Required action:
Every entry in the following data should be output exactly.

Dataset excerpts
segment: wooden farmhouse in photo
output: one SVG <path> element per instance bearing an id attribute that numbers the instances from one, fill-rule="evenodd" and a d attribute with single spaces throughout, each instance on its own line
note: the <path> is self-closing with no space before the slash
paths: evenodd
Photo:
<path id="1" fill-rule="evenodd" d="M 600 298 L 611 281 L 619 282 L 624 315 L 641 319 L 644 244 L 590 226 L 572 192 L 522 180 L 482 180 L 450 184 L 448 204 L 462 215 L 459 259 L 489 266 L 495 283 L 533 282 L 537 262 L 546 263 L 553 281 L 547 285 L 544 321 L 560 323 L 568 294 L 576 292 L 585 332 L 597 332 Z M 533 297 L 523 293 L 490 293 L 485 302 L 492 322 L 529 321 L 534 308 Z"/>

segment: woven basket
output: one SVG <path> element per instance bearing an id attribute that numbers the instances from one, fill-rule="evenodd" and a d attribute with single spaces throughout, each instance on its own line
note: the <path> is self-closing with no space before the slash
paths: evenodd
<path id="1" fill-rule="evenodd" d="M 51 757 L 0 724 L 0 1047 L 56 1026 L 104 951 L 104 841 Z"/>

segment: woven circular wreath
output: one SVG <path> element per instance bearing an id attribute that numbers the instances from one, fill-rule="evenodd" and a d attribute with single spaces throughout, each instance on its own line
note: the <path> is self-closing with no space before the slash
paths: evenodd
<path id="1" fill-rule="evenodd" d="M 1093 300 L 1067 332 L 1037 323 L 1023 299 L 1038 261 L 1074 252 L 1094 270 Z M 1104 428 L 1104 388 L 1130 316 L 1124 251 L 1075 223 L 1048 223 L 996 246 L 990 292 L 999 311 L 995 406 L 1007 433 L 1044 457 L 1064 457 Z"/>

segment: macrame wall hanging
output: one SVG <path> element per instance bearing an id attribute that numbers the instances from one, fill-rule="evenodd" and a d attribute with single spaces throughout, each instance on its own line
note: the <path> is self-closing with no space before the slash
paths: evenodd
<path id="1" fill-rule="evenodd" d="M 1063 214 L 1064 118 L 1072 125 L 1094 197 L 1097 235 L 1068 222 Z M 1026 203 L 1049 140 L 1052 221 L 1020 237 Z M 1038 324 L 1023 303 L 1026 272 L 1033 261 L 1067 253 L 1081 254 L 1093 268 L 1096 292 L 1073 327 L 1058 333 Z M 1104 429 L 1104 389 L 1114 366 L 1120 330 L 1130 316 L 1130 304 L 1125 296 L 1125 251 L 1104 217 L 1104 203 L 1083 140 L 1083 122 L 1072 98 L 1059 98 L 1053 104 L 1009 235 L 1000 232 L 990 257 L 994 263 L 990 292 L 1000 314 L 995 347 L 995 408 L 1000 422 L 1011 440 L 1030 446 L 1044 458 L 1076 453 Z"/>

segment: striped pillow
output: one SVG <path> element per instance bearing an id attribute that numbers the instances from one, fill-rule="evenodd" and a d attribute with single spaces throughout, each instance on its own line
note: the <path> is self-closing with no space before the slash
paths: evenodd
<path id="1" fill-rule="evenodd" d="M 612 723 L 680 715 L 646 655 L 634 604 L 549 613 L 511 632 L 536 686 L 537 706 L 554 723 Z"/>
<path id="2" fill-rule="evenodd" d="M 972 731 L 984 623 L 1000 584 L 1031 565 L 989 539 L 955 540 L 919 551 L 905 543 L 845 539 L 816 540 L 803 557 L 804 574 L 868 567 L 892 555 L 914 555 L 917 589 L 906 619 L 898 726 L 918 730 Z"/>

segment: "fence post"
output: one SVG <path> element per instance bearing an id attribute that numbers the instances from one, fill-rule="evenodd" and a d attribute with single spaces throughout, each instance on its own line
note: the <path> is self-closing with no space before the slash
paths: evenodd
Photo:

Reply:
segment: wooden farmhouse in photo
output: one SVG <path> element per instance bearing an id attribute that numbers the instances from one, fill-rule="evenodd" and a d attribute with single spaces throughout, each instance on its own line
note: the <path> is self-closing with no space before the slash
paths: evenodd
Photo:
<path id="1" fill-rule="evenodd" d="M 600 298 L 611 281 L 619 282 L 624 315 L 641 319 L 644 244 L 590 226 L 572 192 L 522 180 L 482 180 L 450 184 L 448 204 L 462 215 L 459 259 L 489 266 L 495 283 L 533 282 L 537 262 L 546 263 L 553 281 L 547 285 L 544 321 L 560 323 L 568 294 L 576 292 L 585 332 L 597 332 Z M 533 297 L 523 293 L 490 293 L 485 302 L 492 322 L 529 321 L 534 308 Z"/>

segment: woven basket
output: one SVG <path> element per instance bearing an id attribute that numbers the instances from one, fill-rule="evenodd" and a d attribute with single spaces throughout, each instance on its own line
note: the <path> is self-closing with no space before the slash
paths: evenodd
<path id="1" fill-rule="evenodd" d="M 51 757 L 0 724 L 0 1047 L 56 1026 L 104 951 L 104 841 Z"/>

segment: woven circular wreath
output: one SVG <path> element per instance bearing an id attribute that numbers the instances from one, fill-rule="evenodd" and a d attribute with single spaces throughout, each instance on its own line
note: the <path> is self-closing with no space before the slash
paths: evenodd
<path id="1" fill-rule="evenodd" d="M 1093 300 L 1067 332 L 1037 323 L 1023 299 L 1038 261 L 1074 252 L 1094 270 Z M 1104 428 L 1104 388 L 1130 316 L 1124 251 L 1075 223 L 1048 223 L 996 246 L 990 292 L 999 311 L 995 406 L 1007 433 L 1044 457 L 1064 457 Z"/>

segment: macrame wall hanging
output: one SVG <path> element per instance bearing an id attribute that numbers the instances from one, fill-rule="evenodd" and a d attribute with single spaces throughout, each instance on its own line
note: the <path> is self-closing with no space before the slash
paths: evenodd
<path id="1" fill-rule="evenodd" d="M 1063 214 L 1064 118 L 1072 125 L 1094 197 L 1097 235 L 1068 222 Z M 1026 203 L 1049 140 L 1052 221 L 1020 237 Z M 1038 324 L 1023 303 L 1026 272 L 1033 261 L 1067 253 L 1081 254 L 1093 268 L 1096 292 L 1073 327 L 1058 333 Z M 1104 429 L 1104 389 L 1114 366 L 1120 330 L 1130 316 L 1130 304 L 1125 296 L 1125 251 L 1104 217 L 1104 203 L 1083 140 L 1083 122 L 1072 98 L 1059 98 L 1053 104 L 1009 235 L 1000 232 L 990 257 L 994 263 L 990 292 L 1000 314 L 995 347 L 995 408 L 1000 422 L 1011 440 L 1030 446 L 1044 458 L 1076 453 Z"/>

segment: striped pillow
output: one SVG <path> element per instance bearing an id attribute that numbers the instances from one, fill-rule="evenodd" and a d attribute with single spaces throughout, each instance on its own line
note: the <path> is self-closing with no space before the slash
paths: evenodd
<path id="1" fill-rule="evenodd" d="M 612 723 L 680 715 L 646 655 L 634 604 L 549 613 L 511 632 L 536 686 L 537 706 L 554 723 Z"/>
<path id="2" fill-rule="evenodd" d="M 972 731 L 984 623 L 1000 584 L 1031 565 L 989 539 L 955 540 L 919 551 L 905 543 L 845 539 L 816 540 L 803 557 L 804 574 L 868 567 L 892 555 L 914 555 L 917 589 L 906 619 L 898 726 L 918 730 Z"/>

segment: "fence post"
output: one SVG <path> element per instance bearing an id attribute that numbers the instances from one, fill-rule="evenodd" and a d attribute with single spaces throughout, each instance on its own line
note: the <path> is self-closing with no space before the slash
paths: evenodd
Photo:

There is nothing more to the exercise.